───── Records supplied ─────

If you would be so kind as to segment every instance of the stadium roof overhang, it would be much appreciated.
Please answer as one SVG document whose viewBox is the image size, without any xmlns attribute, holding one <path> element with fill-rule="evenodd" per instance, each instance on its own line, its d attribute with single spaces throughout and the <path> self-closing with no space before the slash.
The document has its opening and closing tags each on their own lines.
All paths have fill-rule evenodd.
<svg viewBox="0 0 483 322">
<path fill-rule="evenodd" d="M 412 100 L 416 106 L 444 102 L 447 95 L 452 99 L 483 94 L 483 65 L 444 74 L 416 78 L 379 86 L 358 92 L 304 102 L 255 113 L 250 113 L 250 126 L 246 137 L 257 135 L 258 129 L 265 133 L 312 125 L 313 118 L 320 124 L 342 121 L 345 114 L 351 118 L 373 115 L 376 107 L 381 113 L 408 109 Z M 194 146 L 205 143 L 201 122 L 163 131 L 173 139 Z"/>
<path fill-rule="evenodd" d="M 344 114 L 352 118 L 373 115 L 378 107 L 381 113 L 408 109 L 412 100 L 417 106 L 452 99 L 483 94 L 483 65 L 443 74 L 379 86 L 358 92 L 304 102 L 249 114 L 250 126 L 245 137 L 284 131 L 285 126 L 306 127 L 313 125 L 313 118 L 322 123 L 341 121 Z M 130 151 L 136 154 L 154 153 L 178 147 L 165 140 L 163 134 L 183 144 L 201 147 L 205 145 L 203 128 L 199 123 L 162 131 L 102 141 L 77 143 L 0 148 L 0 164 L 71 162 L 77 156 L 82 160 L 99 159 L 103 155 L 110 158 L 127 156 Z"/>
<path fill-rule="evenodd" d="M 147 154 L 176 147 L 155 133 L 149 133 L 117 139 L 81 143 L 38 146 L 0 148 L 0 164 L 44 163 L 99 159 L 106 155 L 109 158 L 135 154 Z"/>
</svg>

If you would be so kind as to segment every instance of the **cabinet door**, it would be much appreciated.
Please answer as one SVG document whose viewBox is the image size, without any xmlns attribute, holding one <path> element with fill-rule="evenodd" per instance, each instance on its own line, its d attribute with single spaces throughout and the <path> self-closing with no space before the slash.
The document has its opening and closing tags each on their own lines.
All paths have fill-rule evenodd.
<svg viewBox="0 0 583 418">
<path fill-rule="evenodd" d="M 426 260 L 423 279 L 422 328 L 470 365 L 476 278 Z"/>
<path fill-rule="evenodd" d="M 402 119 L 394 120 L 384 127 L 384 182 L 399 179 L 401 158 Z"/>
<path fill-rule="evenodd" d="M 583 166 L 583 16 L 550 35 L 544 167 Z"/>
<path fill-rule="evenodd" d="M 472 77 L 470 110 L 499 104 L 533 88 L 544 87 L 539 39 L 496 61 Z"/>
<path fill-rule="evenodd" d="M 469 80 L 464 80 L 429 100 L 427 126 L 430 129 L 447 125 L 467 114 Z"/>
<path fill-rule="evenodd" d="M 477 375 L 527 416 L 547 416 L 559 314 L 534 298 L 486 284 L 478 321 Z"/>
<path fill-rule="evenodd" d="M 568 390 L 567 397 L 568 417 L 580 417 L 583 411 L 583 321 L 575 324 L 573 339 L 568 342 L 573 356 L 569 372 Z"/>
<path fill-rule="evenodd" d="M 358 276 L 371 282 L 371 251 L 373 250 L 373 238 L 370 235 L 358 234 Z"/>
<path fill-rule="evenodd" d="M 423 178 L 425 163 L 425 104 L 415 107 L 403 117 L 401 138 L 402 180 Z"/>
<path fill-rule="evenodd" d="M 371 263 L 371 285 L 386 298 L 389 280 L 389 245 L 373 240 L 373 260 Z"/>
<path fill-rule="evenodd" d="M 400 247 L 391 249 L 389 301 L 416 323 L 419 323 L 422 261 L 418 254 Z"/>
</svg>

─────

Direction :: Reproduce all of the rows above word for word, leaving every line unchanged.

Complete response ::
If you would be so kind as to segment every instance of the stadium roof overhang, it would be much appreciated.
Please answer as one SVG document whose viewBox is the image size, without any xmlns attribute, holding one <path> element with fill-rule="evenodd" per instance, each instance on its own line, its d attribute with single spaces throughout and the <path> self-closing with no space before the slash.
The document has its opening and closing tags each on their own lines.
All paths have fill-rule evenodd.
<svg viewBox="0 0 483 322">
<path fill-rule="evenodd" d="M 412 100 L 416 106 L 444 102 L 447 95 L 452 99 L 483 94 L 483 65 L 444 74 L 416 78 L 379 86 L 358 92 L 304 102 L 255 113 L 250 113 L 250 126 L 246 137 L 257 135 L 258 129 L 265 133 L 312 125 L 313 118 L 320 124 L 342 121 L 345 114 L 351 118 L 373 115 L 376 107 L 381 113 L 408 109 Z M 194 146 L 205 143 L 201 122 L 163 131 L 173 139 Z"/>
<path fill-rule="evenodd" d="M 344 114 L 352 118 L 373 115 L 378 107 L 381 113 L 408 109 L 412 100 L 417 106 L 452 99 L 483 94 L 483 65 L 443 74 L 379 86 L 358 92 L 304 102 L 249 114 L 250 126 L 245 137 L 284 131 L 285 126 L 306 127 L 313 125 L 313 118 L 322 123 L 341 121 Z M 130 151 L 136 154 L 154 153 L 178 147 L 165 140 L 163 134 L 183 144 L 201 147 L 205 145 L 203 128 L 199 123 L 162 131 L 102 141 L 77 143 L 0 148 L 0 164 L 71 162 L 77 156 L 82 160 L 99 159 L 103 155 L 110 158 L 127 156 Z"/>
<path fill-rule="evenodd" d="M 147 154 L 176 147 L 155 133 L 149 133 L 117 139 L 81 143 L 38 146 L 0 148 L 0 164 L 44 163 L 99 159 L 106 155 L 109 158 L 135 154 Z"/>
</svg>

If you would be so kind as to segment every instance of the **cabinet door**, it would be much appreciated.
Please answer as one SVG document whose viewBox is the image size, without any xmlns attribute, holding one <path> element with fill-rule="evenodd" per instance, each instance on its own line, its d attribute with single spaces throughout and the <path> self-closing with no space before the slash.
The document has its opening and closing tags each on their own lines.
All paths have fill-rule evenodd.
<svg viewBox="0 0 583 418">
<path fill-rule="evenodd" d="M 426 260 L 423 279 L 422 328 L 470 365 L 476 278 Z"/>
<path fill-rule="evenodd" d="M 402 119 L 394 120 L 384 127 L 384 182 L 399 179 L 401 158 Z"/>
<path fill-rule="evenodd" d="M 583 166 L 583 16 L 550 35 L 544 167 Z"/>
<path fill-rule="evenodd" d="M 472 77 L 470 110 L 499 104 L 533 88 L 544 87 L 539 39 L 496 61 Z"/>
<path fill-rule="evenodd" d="M 469 80 L 464 80 L 429 100 L 427 126 L 430 129 L 447 125 L 467 114 Z"/>
<path fill-rule="evenodd" d="M 477 375 L 527 416 L 547 416 L 559 314 L 534 298 L 486 284 L 478 321 Z"/>
<path fill-rule="evenodd" d="M 568 390 L 567 397 L 568 417 L 580 417 L 583 411 L 583 321 L 575 324 L 573 339 L 568 342 L 573 356 L 569 372 Z"/>
<path fill-rule="evenodd" d="M 358 276 L 371 282 L 371 251 L 373 250 L 373 238 L 370 235 L 358 234 Z"/>
<path fill-rule="evenodd" d="M 423 178 L 425 163 L 425 104 L 415 107 L 403 117 L 401 138 L 402 180 Z"/>
<path fill-rule="evenodd" d="M 371 263 L 371 285 L 386 298 L 389 280 L 389 245 L 373 240 L 373 260 Z"/>
<path fill-rule="evenodd" d="M 400 247 L 391 249 L 389 301 L 416 323 L 419 323 L 422 261 L 418 254 Z"/>
</svg>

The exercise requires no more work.